Segment Start: PASSAGE PROVIDED

Skip to content

Two-Dimensional Quantization for Geometry-Aware Audio Coding

Conference: ICML 2026
arXiv: 2512.01537
Code: https://github.com/tashQ/Q2D2 (Available)
Area: Neural Audio Coding / Quantization Methods / Speech Representation
Keywords: 2D Quantization, Geometry-Aware, Neural Audio Codec, FSQ, Implicit Codebook

TL;DR

Ours replaces the scalar quantizer in neural audio codecs with Q2D2, a geometric quantizer using "paired channels + structured 2D grids." By substituting learnable codebooks with fixed hexagonal, rectangular, or rhombic tilings, Q2D2 matches or exceeds the speech reconstruction quality of RVQ/VQ/FSQ using only a single quantizer and an extremely low token rate.

Background & Motivation

Background: Current mainstream neural audio codecs (Encodec, DAC, WavTokenizer, etc.) adopt a three-stage "encoder → quantizer → decoder" architecture. Quantizers typically employ VQ-VAE, Residual VQ (RVQ), or Finite Scalar Quantization (FSQ) to output discrete tokens for downstream audio LLMs.

Segment End: PASSAGE PROVIDED
Segment Start: DATA RECORDS

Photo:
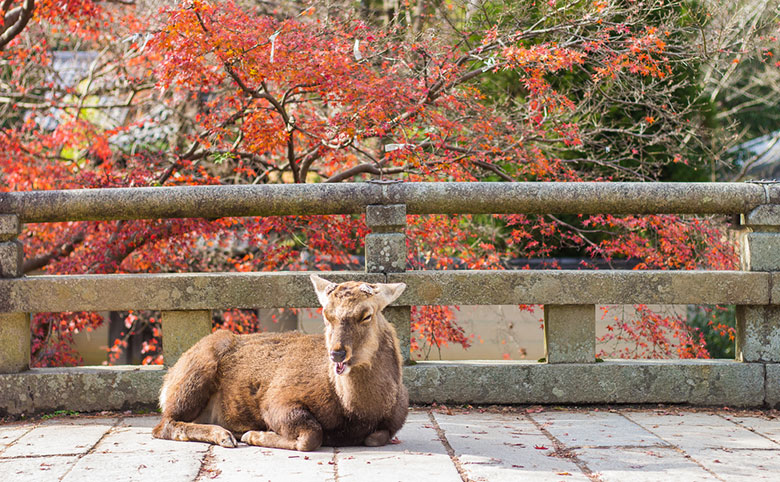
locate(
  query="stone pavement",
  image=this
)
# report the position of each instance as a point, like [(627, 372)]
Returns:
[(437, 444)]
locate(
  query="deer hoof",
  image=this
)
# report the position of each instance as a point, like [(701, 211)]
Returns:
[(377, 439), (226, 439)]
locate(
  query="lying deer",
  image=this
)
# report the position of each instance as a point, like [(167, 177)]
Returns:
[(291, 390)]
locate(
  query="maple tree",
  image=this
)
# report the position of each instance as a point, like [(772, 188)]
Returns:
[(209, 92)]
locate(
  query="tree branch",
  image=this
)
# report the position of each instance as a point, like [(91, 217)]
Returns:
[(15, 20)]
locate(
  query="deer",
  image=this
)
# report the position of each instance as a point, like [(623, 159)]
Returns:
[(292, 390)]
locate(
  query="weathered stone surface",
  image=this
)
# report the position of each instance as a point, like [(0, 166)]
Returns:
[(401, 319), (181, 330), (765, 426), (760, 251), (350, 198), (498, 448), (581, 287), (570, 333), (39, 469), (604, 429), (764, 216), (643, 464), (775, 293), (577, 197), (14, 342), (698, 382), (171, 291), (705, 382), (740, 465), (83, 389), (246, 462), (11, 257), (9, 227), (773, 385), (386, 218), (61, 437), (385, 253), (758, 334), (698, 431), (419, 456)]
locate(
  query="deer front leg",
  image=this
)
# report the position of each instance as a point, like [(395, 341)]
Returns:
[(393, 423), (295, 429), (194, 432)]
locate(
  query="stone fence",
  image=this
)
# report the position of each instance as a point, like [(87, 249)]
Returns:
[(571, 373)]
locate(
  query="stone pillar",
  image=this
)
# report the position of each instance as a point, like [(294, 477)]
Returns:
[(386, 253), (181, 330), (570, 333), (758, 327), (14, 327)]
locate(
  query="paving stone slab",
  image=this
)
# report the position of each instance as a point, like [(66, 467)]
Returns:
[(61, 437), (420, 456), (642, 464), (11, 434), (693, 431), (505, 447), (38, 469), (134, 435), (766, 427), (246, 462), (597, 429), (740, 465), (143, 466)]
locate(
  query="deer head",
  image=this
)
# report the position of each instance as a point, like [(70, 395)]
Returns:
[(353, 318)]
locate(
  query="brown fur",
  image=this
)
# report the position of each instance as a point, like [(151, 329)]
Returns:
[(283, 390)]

Segment End: DATA RECORDS
Segment Start: DATA RECORDS

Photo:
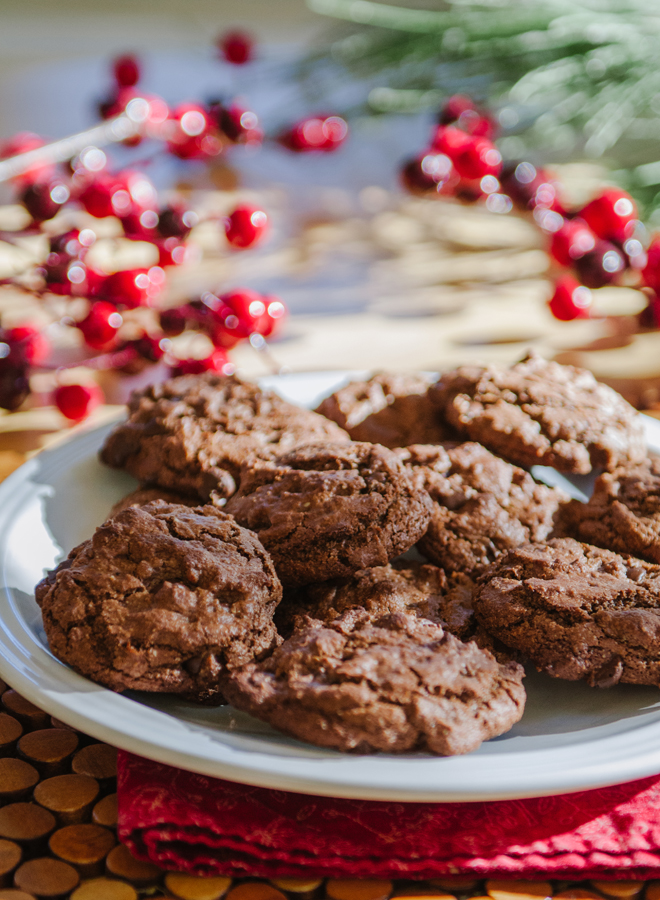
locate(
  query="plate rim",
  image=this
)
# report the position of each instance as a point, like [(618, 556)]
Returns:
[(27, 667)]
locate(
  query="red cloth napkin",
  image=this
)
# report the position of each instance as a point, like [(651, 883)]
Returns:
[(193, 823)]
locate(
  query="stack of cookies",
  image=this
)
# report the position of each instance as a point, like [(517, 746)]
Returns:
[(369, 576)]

Segment End: DATA RECORDS

- [PROMPT 1]
Please decide whether each statement agrees with the Q2D2 summary above: (a) the code for the work is available, (b) Q2D2 relies on learnable codebooks, (c) Q2D2 needs several quantizers to match RVQ/VQ/FSQ. For each, answer yes or no and quote the deciding words.
- [PROMPT 2]
Carry the Q2D2 summary above forward, starting after its last sentence.

- [EXERCISE OUTPUT 1]
(a) Yes: "Code: https://github.com/tashQ/Q2D2 (Available)"
(b) No: "By substituting learnable codebooks with fixed hexagonal, rectangular, or rhombic tilings"
(c) No: "using only a single quantizer and an extremely low token rate"

- [EXERCISE OUTPUT 2]
Limitations of Prior Work: VQ and RVQ suffer from training instability and sharp decreases in codebook utilization as size increases, necessitating numerous tricks like commitment loss, codebook restarts, and random perturbations. FSQ utilizes "per-channel independent scalar quantization" to define an implicit product codebook, avoiding collapse. However, quantizing each channel separately completely ignores cross-channel correlations, compressing expressive power onto 1D grids.

Key Challenge: There appears to be a trade-off between "high codebook utilization" and the "ability to model channel correlations." FSQ chooses the former at the expense of the latter, while VQ does the opposite.

Goal: (i) Retain the simplicity and high utilization of FSQ; (ii) reintroduce inter-channel geometric structures within discrete spaces; (iii) achieve speech reconstruction quality comparable to or better than SOTA at low token rates.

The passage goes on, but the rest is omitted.